The Longhorns’ final touchdown came thanks to a 43-yard field, and when the squads left for the locker rooms, UT was winning the time of possession battle 2:1. It’s too much to ask a defense to adequately slow an opponent who is on the field twice as much as their own.

Despite the late collapse, Gillespie’s defenders responded by allowing zero points in the third quarter and only a field goal the rest of the game. Briles’ side did their part, to a degree, by scoring two touchdowns on their final two drives, and an already overextended defense stymied the Longhorns to put the purple offense in a position to win. The only thing fans need know regarding this offense — and subsequent play calling — is that the Frogs acquired a third-quarter scoring opportunity at 3rd and goal from the Longhorn 2-yard line. Two incomplete passes later, and the Frogs had turned the ball over to continue trailing by 20 points. Their continued ineptitude in the red zone is the only explanation needed for this 6-loss season in which four of them have been by one possession, averaging four points per contest against those teams. TCU’s offense squandered what was the best performance by the Frog defense this season save for the BYU game.

I dislike levying blame on officials — it’s generally a loser’s calling card — but since TCU are likely to finish as such, the zebras in this game were horrible and provided Longhorn receiver Xavier Worthy with gubernatorial-level protection on his way to 137 yards on 10 receptions. Frog receivers gathered no such consideration, which is understandable considering the Austinites are the Big 12’s only chance — and it’s an unlikely one — of backing into the College Football Playoff.

As the Longhorns depart for the SEC, they escape from their greatest conference nemesis in TCU, who are 8-4 against UT since joining the Big 12. Only the Sooners have beaten the Longhorns more often during the same span, and the two will be bonded together in SEC glory for the foreseeable future.

Continuing with the theme of formerly Big 12/now SEC teams, news of the Aggies from College Station firing Head Coach Jimbo Fisher flooded the interwebs on Sunday. The decision was made during the university’s board of regents meeting last Thursday. Fisher spent the weekend destroying Mississippi State 51-10 to gain bowl eligibility for someone else. Fisher’s hiring was consistent with Texas A&M’s identity of lighting money on fire and yell-leading their relevance to anyone who’ll listen. Fisher, who had been the eighth-highest paid head coach in the NCAA, has had two 9-win seasons since taking the wheel of the Aggie tractor in 2018 but missed a bowl last year and wasn’t going to surpass eight regular-season wins this year.
- - -
DIRECTION 1: Print the passage of the TCU–Texas game column that opens with the words containing "I dislike levying" and closes with "the foreseeable future.", without changing anything.
DIRECTION 2: In the TCU–Texas game column, how many yards and receptions did Longhorn receiver Xavier Worthy finish with?
- - -
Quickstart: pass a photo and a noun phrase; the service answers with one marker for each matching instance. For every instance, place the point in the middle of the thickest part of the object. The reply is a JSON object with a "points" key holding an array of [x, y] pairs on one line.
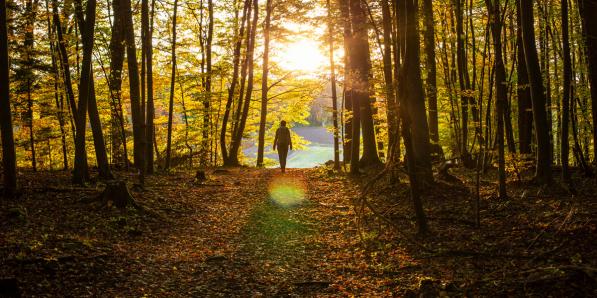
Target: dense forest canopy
{"points": [[195, 69], [481, 113]]}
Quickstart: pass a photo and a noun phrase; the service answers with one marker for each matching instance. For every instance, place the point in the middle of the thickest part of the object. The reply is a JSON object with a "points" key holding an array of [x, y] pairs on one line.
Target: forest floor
{"points": [[257, 232]]}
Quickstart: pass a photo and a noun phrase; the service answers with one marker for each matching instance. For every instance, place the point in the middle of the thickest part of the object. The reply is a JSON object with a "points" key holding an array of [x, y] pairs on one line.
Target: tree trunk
{"points": [[463, 82], [234, 81], [208, 79], [334, 92], [147, 28], [525, 111], [57, 95], [543, 167], [238, 137], [264, 87], [588, 13], [119, 150], [8, 146], [566, 93], [172, 79], [346, 97], [98, 136], [413, 90], [80, 174], [431, 84], [136, 112], [360, 68], [408, 95], [388, 75], [68, 85], [501, 90], [28, 44]]}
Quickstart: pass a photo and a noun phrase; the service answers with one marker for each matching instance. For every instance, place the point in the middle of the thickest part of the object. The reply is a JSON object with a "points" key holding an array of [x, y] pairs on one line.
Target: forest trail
{"points": [[244, 232], [247, 232]]}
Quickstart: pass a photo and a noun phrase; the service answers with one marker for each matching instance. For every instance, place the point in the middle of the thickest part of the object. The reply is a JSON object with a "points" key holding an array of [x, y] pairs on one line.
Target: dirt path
{"points": [[244, 232], [278, 248]]}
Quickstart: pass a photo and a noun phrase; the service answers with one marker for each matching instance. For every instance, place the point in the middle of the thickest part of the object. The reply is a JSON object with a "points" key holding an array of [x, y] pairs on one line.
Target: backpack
{"points": [[283, 136]]}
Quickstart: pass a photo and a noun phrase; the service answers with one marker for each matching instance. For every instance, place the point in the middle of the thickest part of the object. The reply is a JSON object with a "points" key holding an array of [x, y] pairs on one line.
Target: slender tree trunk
{"points": [[94, 120], [431, 84], [68, 85], [464, 87], [98, 136], [501, 90], [80, 174], [149, 133], [543, 169], [136, 112], [57, 95], [28, 43], [8, 146], [388, 75], [172, 80], [588, 13], [237, 139], [413, 90], [234, 81], [525, 112], [566, 92], [264, 87], [409, 90], [208, 80], [334, 92], [347, 93], [361, 67], [119, 148]]}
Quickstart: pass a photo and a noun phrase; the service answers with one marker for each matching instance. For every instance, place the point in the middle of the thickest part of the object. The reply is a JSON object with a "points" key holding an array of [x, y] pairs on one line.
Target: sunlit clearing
{"points": [[302, 55], [286, 192]]}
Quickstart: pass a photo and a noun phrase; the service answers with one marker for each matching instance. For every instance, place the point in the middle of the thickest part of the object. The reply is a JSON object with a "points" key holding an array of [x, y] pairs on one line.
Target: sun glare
{"points": [[303, 55]]}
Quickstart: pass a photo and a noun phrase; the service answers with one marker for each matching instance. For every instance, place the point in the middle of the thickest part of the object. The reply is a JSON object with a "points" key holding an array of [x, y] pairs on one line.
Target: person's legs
{"points": [[282, 154]]}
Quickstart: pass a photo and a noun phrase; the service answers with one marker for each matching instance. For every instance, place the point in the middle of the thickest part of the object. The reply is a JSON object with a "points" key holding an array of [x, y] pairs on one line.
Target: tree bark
{"points": [[360, 73], [208, 78], [119, 148], [8, 146], [264, 87], [431, 82], [147, 28], [588, 13], [525, 111], [564, 145], [136, 112], [237, 138], [409, 91], [172, 81], [334, 92], [543, 167], [501, 90], [346, 97], [80, 174], [413, 90]]}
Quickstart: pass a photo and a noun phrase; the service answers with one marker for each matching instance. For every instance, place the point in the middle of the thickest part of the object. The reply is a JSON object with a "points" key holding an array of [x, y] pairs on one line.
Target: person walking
{"points": [[283, 141]]}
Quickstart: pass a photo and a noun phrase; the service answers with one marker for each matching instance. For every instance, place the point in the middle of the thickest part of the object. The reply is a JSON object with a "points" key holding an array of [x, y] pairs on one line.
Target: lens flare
{"points": [[286, 192]]}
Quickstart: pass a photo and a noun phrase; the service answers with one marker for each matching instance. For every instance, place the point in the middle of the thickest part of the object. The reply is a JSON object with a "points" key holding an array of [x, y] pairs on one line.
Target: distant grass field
{"points": [[314, 155], [320, 150]]}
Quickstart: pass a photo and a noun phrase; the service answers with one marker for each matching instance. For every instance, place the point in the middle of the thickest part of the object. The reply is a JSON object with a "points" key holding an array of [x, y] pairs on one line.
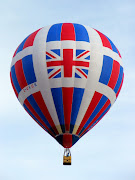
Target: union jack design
{"points": [[67, 76], [55, 63]]}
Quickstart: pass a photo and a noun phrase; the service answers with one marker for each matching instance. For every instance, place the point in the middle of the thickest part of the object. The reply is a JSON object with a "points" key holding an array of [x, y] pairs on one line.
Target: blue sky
{"points": [[108, 150]]}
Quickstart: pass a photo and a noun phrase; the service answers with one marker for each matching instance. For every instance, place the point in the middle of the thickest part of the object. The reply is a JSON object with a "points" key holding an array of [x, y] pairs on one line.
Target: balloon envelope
{"points": [[67, 76]]}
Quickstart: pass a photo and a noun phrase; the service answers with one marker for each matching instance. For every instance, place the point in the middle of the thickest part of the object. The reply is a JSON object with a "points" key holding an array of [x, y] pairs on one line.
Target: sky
{"points": [[108, 150]]}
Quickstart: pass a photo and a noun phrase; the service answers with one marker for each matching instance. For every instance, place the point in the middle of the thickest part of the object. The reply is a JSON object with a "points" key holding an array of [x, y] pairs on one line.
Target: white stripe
{"points": [[39, 61], [68, 44], [27, 91], [113, 55], [95, 68], [76, 82], [107, 91], [25, 52]]}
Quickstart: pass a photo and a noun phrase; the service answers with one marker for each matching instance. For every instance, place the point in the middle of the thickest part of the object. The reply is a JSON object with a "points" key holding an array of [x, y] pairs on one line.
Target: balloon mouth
{"points": [[67, 140]]}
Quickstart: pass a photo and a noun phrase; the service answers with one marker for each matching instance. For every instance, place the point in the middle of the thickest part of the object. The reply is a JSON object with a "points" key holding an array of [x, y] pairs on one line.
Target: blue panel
{"points": [[79, 51], [74, 139], [20, 48], [88, 58], [47, 57], [37, 109], [97, 109], [113, 46], [54, 33], [49, 70], [106, 70], [58, 75], [77, 99], [119, 80], [59, 138], [57, 51], [33, 116], [85, 70], [81, 33], [28, 69], [77, 76], [58, 101], [15, 81]]}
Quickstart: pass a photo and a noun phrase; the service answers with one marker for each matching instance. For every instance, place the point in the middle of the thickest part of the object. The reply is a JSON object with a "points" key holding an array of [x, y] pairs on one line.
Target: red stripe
{"points": [[26, 102], [114, 75], [39, 100], [15, 52], [20, 74], [37, 122], [30, 39], [67, 105], [54, 73], [67, 62], [50, 55], [67, 140], [120, 86], [98, 115], [59, 63], [81, 72], [16, 93], [119, 53], [81, 63], [67, 32], [95, 100], [92, 126], [83, 54], [54, 63], [104, 39]]}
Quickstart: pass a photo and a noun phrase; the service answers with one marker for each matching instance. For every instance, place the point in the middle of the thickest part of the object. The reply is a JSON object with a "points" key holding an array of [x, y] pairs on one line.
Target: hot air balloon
{"points": [[67, 76]]}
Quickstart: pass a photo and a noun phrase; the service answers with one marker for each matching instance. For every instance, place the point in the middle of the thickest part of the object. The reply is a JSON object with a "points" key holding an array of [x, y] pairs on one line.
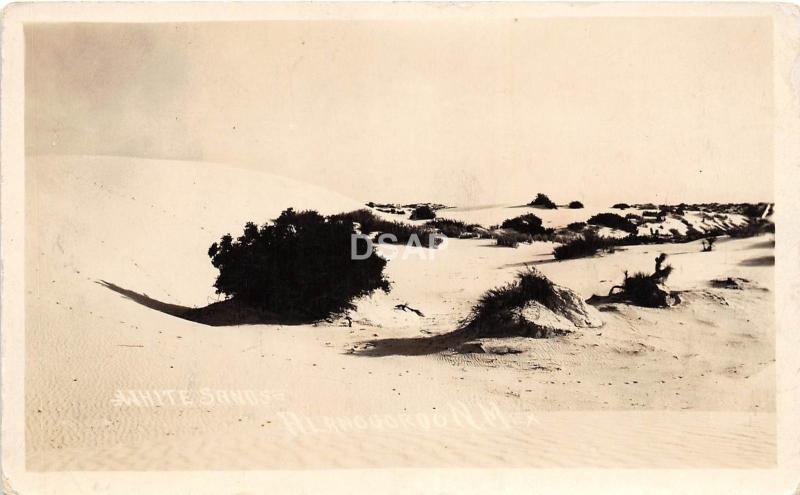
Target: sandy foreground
{"points": [[112, 382]]}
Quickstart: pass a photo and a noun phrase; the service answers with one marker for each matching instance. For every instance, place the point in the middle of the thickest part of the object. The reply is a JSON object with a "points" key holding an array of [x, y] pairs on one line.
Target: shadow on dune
{"points": [[219, 314], [417, 346], [760, 261], [763, 244]]}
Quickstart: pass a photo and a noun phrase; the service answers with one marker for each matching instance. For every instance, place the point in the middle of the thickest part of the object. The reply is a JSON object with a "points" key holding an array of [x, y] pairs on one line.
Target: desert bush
{"points": [[588, 245], [423, 212], [576, 226], [301, 264], [613, 221], [542, 201], [525, 224], [633, 217], [510, 238], [643, 289], [506, 240], [369, 223], [752, 228], [504, 311], [453, 228]]}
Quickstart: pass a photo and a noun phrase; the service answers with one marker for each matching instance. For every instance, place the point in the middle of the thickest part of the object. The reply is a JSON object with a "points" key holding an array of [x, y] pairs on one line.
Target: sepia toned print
{"points": [[501, 241]]}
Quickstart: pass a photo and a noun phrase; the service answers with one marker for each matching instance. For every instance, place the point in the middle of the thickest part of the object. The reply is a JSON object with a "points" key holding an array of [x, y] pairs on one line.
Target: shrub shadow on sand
{"points": [[219, 314], [416, 346], [760, 261], [531, 306]]}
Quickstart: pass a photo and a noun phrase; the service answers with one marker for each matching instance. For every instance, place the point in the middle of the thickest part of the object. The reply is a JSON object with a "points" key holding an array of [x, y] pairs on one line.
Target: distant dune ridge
{"points": [[116, 247]]}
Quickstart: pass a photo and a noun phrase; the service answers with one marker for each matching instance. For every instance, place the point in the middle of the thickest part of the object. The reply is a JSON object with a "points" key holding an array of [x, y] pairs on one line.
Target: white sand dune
{"points": [[691, 386]]}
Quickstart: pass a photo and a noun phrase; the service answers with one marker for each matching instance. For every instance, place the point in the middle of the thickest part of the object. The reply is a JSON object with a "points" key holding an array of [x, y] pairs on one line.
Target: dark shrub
{"points": [[542, 201], [423, 212], [301, 264], [588, 245], [453, 228], [500, 312], [613, 221], [633, 217], [507, 239], [369, 223], [644, 290], [752, 228], [525, 224], [576, 226]]}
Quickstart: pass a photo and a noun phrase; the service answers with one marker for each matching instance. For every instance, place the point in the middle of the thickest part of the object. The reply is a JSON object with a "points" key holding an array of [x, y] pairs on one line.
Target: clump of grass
{"points": [[510, 238], [454, 228], [423, 212], [542, 201], [500, 311], [525, 224], [645, 290], [389, 231], [581, 247], [613, 221], [576, 226]]}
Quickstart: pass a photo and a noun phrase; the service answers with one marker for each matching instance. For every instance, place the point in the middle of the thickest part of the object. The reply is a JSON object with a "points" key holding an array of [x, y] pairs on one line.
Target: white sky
{"points": [[468, 112]]}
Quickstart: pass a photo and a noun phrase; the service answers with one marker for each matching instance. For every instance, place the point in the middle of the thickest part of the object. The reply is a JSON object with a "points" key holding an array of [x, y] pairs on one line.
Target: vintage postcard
{"points": [[400, 248]]}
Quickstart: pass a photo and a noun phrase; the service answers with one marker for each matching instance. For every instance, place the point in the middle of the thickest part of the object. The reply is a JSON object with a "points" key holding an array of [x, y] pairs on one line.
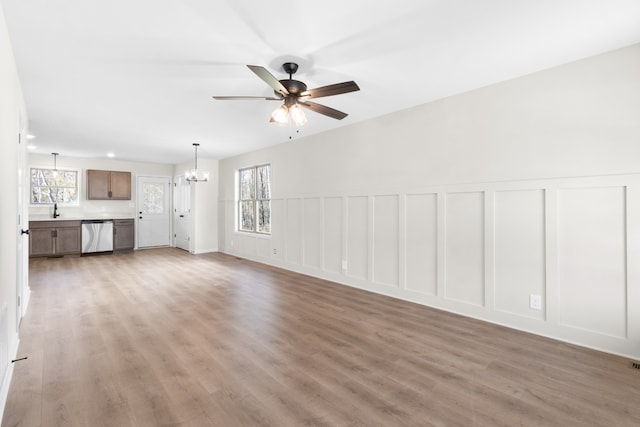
- - -
TASK RESULT 1:
I dislike levying blame on officials — it’s generally a loser’s calling card — but since TCU are likely to finish as such, the zebras in this game were horrible and provided Longhorn receiver Xavier Worthy with gubernatorial-level protection on his way to 137 yards on 10 receptions. Frog receivers gathered no such consideration, which is understandable considering the Austinites are the Big 12’s only chance — and it’s an unlikely one — of backing into the College Football Playoff.

As the Longhorns depart for the SEC, they escape from their greatest conference nemesis in TCU, who are 8-4 against UT since joining the Big 12. Only the Sooners have beaten the Longhorns more often during the same span, and the two will be bonded together in SEC glory for the foreseeable future.

TASK RESULT 2: 137 yards on 10 receptions.